### DIRECTIVE
Reproduce each line of the entries below verbatim.

══ EXCERPTED RECORDS

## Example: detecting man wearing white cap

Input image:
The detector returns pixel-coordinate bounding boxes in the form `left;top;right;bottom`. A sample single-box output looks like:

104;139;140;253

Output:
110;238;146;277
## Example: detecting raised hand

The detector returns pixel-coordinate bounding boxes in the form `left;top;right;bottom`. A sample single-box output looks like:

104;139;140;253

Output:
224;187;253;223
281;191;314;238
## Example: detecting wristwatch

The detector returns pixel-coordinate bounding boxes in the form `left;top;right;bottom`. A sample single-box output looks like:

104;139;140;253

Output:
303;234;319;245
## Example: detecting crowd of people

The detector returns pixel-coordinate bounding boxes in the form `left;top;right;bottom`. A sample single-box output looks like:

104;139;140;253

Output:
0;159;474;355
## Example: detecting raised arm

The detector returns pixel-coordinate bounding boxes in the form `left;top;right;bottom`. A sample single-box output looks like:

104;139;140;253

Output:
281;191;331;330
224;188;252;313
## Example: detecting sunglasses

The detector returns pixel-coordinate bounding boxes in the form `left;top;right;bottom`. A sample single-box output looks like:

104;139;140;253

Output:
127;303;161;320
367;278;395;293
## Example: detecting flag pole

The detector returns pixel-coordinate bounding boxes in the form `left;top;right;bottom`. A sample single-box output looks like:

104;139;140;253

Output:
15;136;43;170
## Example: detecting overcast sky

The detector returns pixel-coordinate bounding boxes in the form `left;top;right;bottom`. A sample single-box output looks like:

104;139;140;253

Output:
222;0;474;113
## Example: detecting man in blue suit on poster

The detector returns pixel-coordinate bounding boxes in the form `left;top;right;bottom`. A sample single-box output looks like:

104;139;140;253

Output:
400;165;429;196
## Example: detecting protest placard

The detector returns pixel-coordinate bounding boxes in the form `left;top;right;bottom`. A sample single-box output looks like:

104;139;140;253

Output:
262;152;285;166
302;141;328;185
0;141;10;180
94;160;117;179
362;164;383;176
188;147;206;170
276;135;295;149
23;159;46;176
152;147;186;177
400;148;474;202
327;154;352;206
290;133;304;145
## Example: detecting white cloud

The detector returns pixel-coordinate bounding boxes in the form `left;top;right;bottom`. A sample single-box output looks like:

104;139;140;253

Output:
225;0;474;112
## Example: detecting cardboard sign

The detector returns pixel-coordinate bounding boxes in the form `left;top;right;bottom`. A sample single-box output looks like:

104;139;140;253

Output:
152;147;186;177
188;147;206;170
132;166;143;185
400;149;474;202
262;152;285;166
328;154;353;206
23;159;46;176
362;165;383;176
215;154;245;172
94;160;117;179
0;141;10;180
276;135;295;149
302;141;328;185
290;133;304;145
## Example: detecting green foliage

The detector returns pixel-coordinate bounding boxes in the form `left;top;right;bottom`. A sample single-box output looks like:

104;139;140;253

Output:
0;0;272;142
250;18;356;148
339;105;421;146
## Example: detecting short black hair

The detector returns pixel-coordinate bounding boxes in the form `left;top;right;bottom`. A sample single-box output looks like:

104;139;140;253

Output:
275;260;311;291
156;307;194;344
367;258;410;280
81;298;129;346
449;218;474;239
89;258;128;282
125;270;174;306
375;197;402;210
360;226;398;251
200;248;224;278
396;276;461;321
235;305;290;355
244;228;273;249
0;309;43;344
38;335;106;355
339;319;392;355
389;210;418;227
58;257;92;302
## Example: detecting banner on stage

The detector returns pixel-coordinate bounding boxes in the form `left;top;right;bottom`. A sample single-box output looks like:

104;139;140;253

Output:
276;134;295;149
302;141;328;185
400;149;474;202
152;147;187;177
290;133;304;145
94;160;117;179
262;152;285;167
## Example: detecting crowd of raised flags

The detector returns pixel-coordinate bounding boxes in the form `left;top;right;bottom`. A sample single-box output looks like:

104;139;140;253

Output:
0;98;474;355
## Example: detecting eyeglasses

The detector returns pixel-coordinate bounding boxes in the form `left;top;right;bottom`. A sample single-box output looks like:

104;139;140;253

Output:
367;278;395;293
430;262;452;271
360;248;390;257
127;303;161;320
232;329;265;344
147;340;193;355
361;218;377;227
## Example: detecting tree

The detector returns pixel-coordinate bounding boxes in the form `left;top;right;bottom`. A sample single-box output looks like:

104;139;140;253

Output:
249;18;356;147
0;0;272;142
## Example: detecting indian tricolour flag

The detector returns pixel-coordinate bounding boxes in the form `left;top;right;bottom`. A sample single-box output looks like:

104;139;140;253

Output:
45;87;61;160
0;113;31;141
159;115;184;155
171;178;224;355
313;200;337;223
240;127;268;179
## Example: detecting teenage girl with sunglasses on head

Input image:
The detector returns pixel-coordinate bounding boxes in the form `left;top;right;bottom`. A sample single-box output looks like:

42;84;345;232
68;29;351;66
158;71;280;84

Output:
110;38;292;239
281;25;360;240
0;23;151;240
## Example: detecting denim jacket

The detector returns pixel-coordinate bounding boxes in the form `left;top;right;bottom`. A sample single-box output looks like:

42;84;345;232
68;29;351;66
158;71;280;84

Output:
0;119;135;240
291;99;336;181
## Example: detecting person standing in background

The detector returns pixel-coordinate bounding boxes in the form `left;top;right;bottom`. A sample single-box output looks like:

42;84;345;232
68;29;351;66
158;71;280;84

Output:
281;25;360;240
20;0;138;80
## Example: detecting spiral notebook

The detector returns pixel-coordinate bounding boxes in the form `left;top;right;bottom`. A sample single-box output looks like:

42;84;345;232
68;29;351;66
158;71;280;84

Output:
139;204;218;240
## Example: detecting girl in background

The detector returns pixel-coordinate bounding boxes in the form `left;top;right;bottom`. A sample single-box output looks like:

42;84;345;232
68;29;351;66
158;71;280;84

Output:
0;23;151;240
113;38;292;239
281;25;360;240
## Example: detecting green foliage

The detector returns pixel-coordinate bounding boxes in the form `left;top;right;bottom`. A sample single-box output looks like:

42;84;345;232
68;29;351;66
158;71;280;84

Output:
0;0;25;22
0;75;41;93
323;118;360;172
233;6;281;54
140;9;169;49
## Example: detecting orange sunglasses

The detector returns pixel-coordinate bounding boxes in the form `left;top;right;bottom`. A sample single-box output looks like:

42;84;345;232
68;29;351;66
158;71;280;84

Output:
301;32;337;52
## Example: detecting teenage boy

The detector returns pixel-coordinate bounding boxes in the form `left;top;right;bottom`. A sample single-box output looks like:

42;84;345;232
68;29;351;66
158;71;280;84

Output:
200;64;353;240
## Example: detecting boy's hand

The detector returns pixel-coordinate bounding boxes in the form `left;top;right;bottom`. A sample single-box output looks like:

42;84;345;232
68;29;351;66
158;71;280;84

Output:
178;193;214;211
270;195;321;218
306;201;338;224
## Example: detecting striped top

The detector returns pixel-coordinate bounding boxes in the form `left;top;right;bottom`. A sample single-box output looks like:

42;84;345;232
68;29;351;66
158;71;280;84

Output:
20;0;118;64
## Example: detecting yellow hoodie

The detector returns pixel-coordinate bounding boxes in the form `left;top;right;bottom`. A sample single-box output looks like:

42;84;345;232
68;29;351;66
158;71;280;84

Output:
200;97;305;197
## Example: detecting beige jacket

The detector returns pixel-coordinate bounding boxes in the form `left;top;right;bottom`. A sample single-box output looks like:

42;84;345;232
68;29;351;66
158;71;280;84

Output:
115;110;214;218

════

### FULL SOLUTION
## Example: detecting man wearing white cap

Input image:
The detector returns pixel-coordinate bounding boxes in the form `left;top;right;bottom`. A sample single-box output looks like:

104;139;140;253

Output:
110;238;146;277
## Example: detecting raised hand

The detector returns pixel-coordinate bounding boxes in the form `left;top;right;bottom`. A sample single-box output looks like:

104;139;140;253

Output:
224;187;253;223
281;191;314;238
## Example: detecting wristwatch

The detector returns pixel-coordinate bounding boxes in the form `left;top;right;bottom`. A sample single-box output looks like:

104;139;140;253

Output:
303;234;319;245
## Example: detecting crowd of people

The detector returns pixel-coordinate bounding boxes in the form `left;top;right;bottom`. A sample single-box output looks like:

104;139;140;253

Output:
0;159;474;355
## Example: detecting raised arm

The detector returns pixel-coordinate bounding boxes in the form `left;top;right;bottom`. A sample single-box output looks like:

104;139;140;253

Output:
281;191;331;330
224;188;252;313
## Example: detecting sunglasses

The detector returns pixel-coordinate bounding boxes in the form `left;top;right;bottom`. A sample single-box output looks like:

104;139;140;253

Output:
127;303;161;320
367;278;395;293
## Example: detecting flag pole

The detector returns pixel-coordinate bounding boxes in the form `left;top;right;bottom`. A sample single-box output looks like:

104;139;140;253

Output:
15;136;43;170
## Example: detecting overcast sky

The detector returns pixel-coordinate bounding boxes in the form `left;top;right;bottom`. A sample single-box output looks like:

104;139;140;253

Output:
222;0;474;113
## Example: detecting man in blue suit on poster

The detector returns pixel-coordinate bounding boxes in the form `left;top;right;bottom`. A sample single-box output looks like:

104;139;140;253

Output:
400;165;429;196
## Example: detecting protest placard

The detector returns pixel-coordinate bounding boxes in the form `left;top;right;bottom`. A sample single-box output looks like:

104;139;140;253

Output:
262;152;285;166
302;141;328;185
0;141;10;180
94;160;117;179
362;164;383;176
188;147;206;170
276;135;295;149
23;159;46;176
152;147;186;177
400;148;474;202
327;154;352;206
290;133;304;145
## Example: detecting white cloud

The detector returns pixel-coordinate bounding boxes in the form `left;top;right;bottom`. A sample single-box output looks like:

104;139;140;253

Output:
225;0;474;112
## Example: detecting cardboard sign

The detector returns pixel-coordinate bounding boxes in the form `left;top;right;bottom`. A sample single-box output looks like:

104;139;140;253

Output:
152;147;186;177
188;147;206;170
132;166;143;185
400;149;474;202
262;152;285;166
328;154;353;206
23;159;46;176
362;165;383;176
215;154;245;172
94;160;117;179
0;141;10;180
276;135;295;149
302;141;328;185
290;133;304;145
## Example: detecting green foliage

The detector returns pixel-coordinate bounding boxes in the form `left;top;right;bottom`. A sample single-box output looks like:

104;139;140;253

Output:
0;0;272;142
250;18;356;148
339;105;421;146
## Example: detecting short black hair

The detector returns pixel-coordinate bounding boxes in the form `left;top;right;bottom`. A sample single-box output looks like:

104;139;140;253

Output:
275;260;311;291
156;307;194;344
367;258;410;280
81;298;129;346
449;218;474;239
89;258;128;282
125;270;174;306
375;197;402;210
360;226;398;251
200;248;224;278
396;276;461;321
235;305;290;355
244;228;273;249
0;309;43;344
38;335;106;355
339;319;392;355
389;210;418;227
58;257;92;302
## Example: detecting banner on stage

The detector returns pixel-coordinate bounding boxes in the form `left;top;right;bottom`. A sample single-box output looks like:

104;139;140;253

Output:
276;134;295;149
302;141;328;185
400;149;474;202
152;147;187;177
290;133;304;145
94;160;117;179
262;152;285;167
## Example: detecting crowd of raised flags

The detector returns pixel-coordinate bounding boxes in the form `left;top;right;bottom`. A sample single-box output looks like:

104;139;140;253

Output:
0;98;474;355
## Example: detecting eyeglasses

The detector returns pixel-coordinate bounding boxes in the form `left;top;right;bottom`. A sample single-box output looks like:

104;139;140;253

Output:
367;278;395;293
430;262;452;271
360;248;390;257
127;303;161;320
232;329;265;344
147;340;193;355
361;218;377;227
## Example: detecting tree

The detector returns pixel-coordinate bounding boxes in the form `left;top;right;bottom`. A sample single-box output looks like:

104;139;140;253

Output:
249;18;356;147
0;0;272;142
## Example: detecting indian tricolour flag

The detector returns pixel-coordinate bounding boxes in the form `left;top;right;bottom`. A sample single-box output looks like:

104;139;140;253

Output:
45;87;61;160
0;113;31;141
159;115;184;155
171;178;224;355
313;200;337;223
240;127;268;179
## Example: detecting teenage girl with sunglasses on head

Input image:
The detector returns pixel-coordinate bounding boxes in the form `left;top;right;bottom`. A sample single-box output looks like:

42;84;345;232
68;29;351;66
158;71;280;84

Output:
110;38;292;239
281;25;360;240
0;23;151;240
## Example: detecting denim jacket

The detector returns pixel-coordinate bounding boxes in the form `left;top;right;bottom`. A sample single-box output looks like:

42;84;345;232
68;29;351;66
158;71;280;84

Output:
0;119;135;240
291;99;336;181
## Example: detecting person standing in background

The detector returns pixel-coordinate bounding boxes in the form `left;top;right;bottom`. A sample single-box output looks like:

42;84;345;232
68;29;351;66
158;71;280;84

Output:
281;25;360;240
20;0;138;80
## Example: detecting spiral notebook

The detector returns pixel-coordinate bounding boxes in the form `left;top;right;bottom`. A sample single-box output looks like:

42;84;345;232
68;29;351;66
158;71;280;84

Output:
139;204;218;240
## Example: detecting girl in background

The detector returns pixel-coordinate bounding boxes in the form `left;top;right;bottom`. A sample single-box output looks like:

42;84;345;232
68;29;351;66
158;71;280;84

Output:
0;23;151;240
113;38;292;239
281;25;360;240
## Example: detecting green foliage

The detector returns pixel-coordinate bounding boxes in the form `left;top;right;bottom`. A sample single-box output looks like:

42;84;345;232
68;29;351;66
158;71;280;84

Output:
0;0;25;22
0;75;41;93
323;118;360;172
233;6;281;54
140;9;169;49
## Example: detecting orange sunglasses

The detector returns pixel-coordinate bounding boxes in the form `left;top;right;bottom`. A sample single-box output looks like:

42;84;345;232
68;29;351;66
158;71;280;84

Output:
301;32;337;52
## Example: detecting teenage boy

The detector returns pixel-coordinate bounding boxes in the form `left;top;right;bottom`. A sample single-box output looks like:

42;84;345;232
68;29;351;66
158;71;280;84

Output:
200;64;353;240
## Example: detecting boy's hand

The detector returns pixel-coordinate bounding boxes in the form `left;top;right;bottom`. A sample single-box output looks like:

42;84;345;232
68;29;351;66
158;71;280;84

Output:
178;193;214;211
270;195;321;218
306;201;338;224
## Example: detecting striped top

The detector returns pixel-coordinate bounding boxes in the form `left;top;right;bottom`. A sample single-box output looks like:

42;84;345;232
68;29;351;66
158;71;280;84

Output:
20;0;118;64
## Example: detecting yellow hoodie

The detector returns pixel-coordinate bounding boxes in the form `left;top;right;bottom`. A sample single-box output looks like:

42;84;345;232
68;29;351;66
158;71;280;84

Output:
200;97;305;197
## Example: detecting beige jacket

The detector returns pixel-coordinate bounding boxes in the form `left;top;right;bottom`. A sample single-box output looks like:

42;84;345;232
68;29;351;66
158;71;280;84

Output:
115;110;214;218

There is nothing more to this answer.